● **What this task involves**: Reproduce the material below word for word, leaving out the pictures.

● **Data listing**:
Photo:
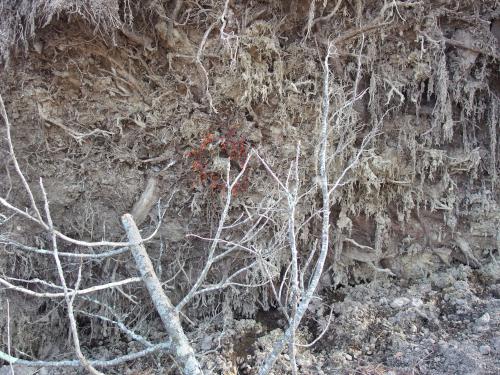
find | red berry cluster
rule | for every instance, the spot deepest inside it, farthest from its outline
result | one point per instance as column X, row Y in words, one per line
column 229, row 145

● **Answer to this task**:
Photo:
find | red berry cluster
rule | for every instance, the spot deepest inside it, farthest from its outline
result | one point per instance as column X, row Y in words, one per line
column 229, row 145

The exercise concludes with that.